• **FRAGMENT UIT BRON**:
"""
Cyclus 253 SLEUFFREZEN

ISO-programmering

G253

Toepassing

Met cyclus 253 kunt u een sleuf volledig bewerken. Afhankelijk van de cyclusparameters zijn de volgende bewerkingsalternatieven beschikbaar:

  • Complete bewerking: voorbewerken, nabewerken diepte, nabewerken zijkant
  • Alleen voorbewerken
  • Alleen nabewerken diepte en nabewerken zijkant
  • Alleen nabewerken diepte
  • Alleen nabewerken zijkant

Cyclusverloop

Voorbewerken

  1. Het gereedschap pendelt vanuit het middelpunt van de linker sleufcirkel met de in de gereedschapstabel gedefinieerde insteekhoek naar de eerste diepte-instelling. De insteekstrategie legt u met de parameter Q366 vast
  2. De besturing ruimt de sleuf van binnen naar buiten uit, waarbij rekening wordt gehouden met de nabewerkingsovermaten (Q368 en Q369)
  3. De besturing trekt het gereedschap met veiligheidsafstand Q200 terug. Wanneer de sleufbreedte overeenkomt met de freesdiameter, positioneert de besturing het gereedschap na elke verplaatsing uit de sleuf
  4. Dit proces herhaalt zich totdat de geprogrammeerde sleufdiepte is bereikt

Nabewerken

  1. Wanneer u bij de voorbewerking een nabewerkingsovermaat hebt ingevoerd, dan bewerkt de besturing eerst de sleufwanden na, wanneer ingevoerd in meerdere verplaatsingen. De wand van de sleuf wordt daarbij tangentieel in de linker sleufcirkel benaderd
  2. Vervolgens bewerkt de besturing de bodem van de sleuf van binnen naar buiten na.

Instructies

 
Aanwijzing
Let op: botsingsgevaar!
Wanneer u een sleufpositie ongelijk aan 0 definieert, positioneert de besturing het gereedschap alleen in de gereedschapsas naar de 2e veiligheidsafstand. Dit betekent dat de positie aan het cycluseinde niet met de positie aan het begin van de cyclus overeen hoeft te komen! Er bestaat botsingsgevaar!
"""
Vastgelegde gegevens
"""
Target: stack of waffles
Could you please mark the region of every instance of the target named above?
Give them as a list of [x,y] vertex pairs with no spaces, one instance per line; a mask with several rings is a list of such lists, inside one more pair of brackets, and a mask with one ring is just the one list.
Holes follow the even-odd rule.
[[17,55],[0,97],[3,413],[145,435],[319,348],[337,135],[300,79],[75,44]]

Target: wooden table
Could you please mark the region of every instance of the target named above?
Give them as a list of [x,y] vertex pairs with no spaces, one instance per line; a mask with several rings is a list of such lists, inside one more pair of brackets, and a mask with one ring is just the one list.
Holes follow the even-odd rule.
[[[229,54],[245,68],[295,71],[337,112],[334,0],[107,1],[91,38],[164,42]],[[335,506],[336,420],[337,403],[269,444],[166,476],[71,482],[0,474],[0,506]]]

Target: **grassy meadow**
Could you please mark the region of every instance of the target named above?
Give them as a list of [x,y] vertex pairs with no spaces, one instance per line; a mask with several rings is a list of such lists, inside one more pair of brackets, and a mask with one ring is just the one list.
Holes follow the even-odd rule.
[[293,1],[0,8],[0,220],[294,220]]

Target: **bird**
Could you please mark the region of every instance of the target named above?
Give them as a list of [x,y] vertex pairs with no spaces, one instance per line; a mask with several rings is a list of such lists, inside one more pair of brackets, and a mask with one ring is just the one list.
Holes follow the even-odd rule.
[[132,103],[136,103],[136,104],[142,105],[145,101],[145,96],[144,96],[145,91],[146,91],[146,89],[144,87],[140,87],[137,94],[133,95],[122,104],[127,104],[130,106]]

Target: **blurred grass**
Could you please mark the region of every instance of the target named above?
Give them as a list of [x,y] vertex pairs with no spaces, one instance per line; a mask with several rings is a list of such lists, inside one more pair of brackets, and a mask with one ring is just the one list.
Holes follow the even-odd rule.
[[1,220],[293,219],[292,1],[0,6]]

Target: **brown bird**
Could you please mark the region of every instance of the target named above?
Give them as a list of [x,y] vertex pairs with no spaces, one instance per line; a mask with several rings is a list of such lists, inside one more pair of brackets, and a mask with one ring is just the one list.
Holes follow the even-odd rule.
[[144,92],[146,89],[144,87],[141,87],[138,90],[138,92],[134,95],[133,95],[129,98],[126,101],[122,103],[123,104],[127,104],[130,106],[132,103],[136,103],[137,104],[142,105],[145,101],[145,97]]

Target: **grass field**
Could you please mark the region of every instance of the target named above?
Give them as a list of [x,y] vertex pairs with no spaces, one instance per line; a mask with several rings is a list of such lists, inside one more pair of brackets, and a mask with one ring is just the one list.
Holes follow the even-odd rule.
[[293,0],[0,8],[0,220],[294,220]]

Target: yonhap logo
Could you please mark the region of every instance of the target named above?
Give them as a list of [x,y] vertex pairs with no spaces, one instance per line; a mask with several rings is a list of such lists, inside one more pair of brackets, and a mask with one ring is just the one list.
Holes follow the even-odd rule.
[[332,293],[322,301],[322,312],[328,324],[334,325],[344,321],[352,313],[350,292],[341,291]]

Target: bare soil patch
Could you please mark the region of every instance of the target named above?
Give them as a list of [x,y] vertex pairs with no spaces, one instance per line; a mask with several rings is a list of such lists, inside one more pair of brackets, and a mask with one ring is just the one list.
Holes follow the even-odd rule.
"""
• **OPDRACHT**: Zet de tekst over sleuffrezen met cyclus 253 voort, te beginnen na de laatste zin. Het materiaal speelt hierbij geen enkele rol.

• **JUIST ANTWOORD**:
  1. Programmeer na de cyclus geen incrementele maten
  2. Programmeer na de cyclus een absolute positie in alle hoofdassen
 
Aanwijzing
Let op: botsingsgevaar!
Wanneer u bij een cyclus de diepte positief invoert, keert de besturing de berekening van de voorpositionering om. Het gereedschap verplaatst zich in de gereedschapsas in ijlgang naar de veiligheidsafstand onder het werkstukoppervlak! Er bestaat botsingsgevaar!
  1. Diepte negatief invoeren
  2. Met machineparameter displayDepthErr (nr. 201003) instellen of de besturing bij de invoer van een positieve diepte een foutmelding af dient te geven (on) of niet (off)
  • Deze cyclus kunt u uitsluitend in de bewerkingsmodus FUNCTION MODE MILL uitvoeren.
  • De besturing positioneert het gereedschap in de gereedschapsas automatisch voor. Q204 2E VEILIGHEIDSAFST. in acht nemen.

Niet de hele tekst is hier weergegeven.